TASK REQUIREMENTS:
Rewrite the lines of the material below starting at "Spot the hell" and ending at "[[131, 25]]", swapping "palm tree" for "date palm" and keeping everything else the same.

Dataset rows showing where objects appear
--------------------------------------------------
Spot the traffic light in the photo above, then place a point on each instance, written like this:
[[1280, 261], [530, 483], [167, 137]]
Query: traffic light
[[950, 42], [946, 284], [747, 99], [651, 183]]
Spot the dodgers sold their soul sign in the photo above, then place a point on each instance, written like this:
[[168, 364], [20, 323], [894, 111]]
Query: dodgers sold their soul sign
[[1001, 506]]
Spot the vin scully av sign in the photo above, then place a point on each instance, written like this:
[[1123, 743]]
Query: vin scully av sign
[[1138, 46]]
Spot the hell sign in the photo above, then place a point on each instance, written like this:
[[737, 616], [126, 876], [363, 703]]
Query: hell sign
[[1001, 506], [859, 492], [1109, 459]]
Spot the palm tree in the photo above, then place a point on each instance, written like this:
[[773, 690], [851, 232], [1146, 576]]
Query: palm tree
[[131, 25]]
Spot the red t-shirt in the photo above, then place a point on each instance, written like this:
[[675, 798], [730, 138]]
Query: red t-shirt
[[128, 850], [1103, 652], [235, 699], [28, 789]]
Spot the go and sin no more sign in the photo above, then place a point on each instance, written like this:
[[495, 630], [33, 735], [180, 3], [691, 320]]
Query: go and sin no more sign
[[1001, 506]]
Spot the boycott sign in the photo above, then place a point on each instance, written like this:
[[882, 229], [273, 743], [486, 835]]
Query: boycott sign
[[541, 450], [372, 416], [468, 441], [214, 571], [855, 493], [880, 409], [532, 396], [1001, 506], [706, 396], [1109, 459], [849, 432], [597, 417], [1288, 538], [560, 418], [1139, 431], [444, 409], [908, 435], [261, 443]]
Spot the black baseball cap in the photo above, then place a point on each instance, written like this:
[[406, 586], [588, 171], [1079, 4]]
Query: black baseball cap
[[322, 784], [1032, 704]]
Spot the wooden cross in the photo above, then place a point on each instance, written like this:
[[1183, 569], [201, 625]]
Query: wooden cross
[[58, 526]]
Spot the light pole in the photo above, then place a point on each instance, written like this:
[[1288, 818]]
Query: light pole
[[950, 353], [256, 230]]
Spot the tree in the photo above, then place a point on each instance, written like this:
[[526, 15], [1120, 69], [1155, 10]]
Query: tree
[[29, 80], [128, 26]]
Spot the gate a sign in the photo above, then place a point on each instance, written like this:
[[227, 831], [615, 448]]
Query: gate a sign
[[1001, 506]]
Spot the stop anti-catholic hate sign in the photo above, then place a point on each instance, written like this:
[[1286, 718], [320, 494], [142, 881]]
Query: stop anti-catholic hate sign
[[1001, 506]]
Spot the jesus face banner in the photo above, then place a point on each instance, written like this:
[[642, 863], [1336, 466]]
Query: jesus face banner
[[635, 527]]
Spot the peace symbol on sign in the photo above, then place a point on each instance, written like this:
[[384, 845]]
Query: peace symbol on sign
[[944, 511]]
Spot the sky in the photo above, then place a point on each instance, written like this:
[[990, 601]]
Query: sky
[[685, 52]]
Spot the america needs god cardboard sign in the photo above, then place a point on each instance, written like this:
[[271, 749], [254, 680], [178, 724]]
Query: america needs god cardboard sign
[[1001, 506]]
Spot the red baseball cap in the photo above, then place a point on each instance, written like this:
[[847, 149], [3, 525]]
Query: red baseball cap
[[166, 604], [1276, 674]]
--------------------------------------------------
TASK OUTPUT:
Spot the hell sign in the photo above, then place a point on each instance, written like this:
[[737, 616], [126, 876], [363, 703]]
Query: hell sign
[[1001, 506], [859, 492], [1109, 459]]
Spot the date palm in the photo above, then place a point on each instance, written like this:
[[773, 690], [851, 232], [1146, 576]]
Query: date palm
[[131, 25]]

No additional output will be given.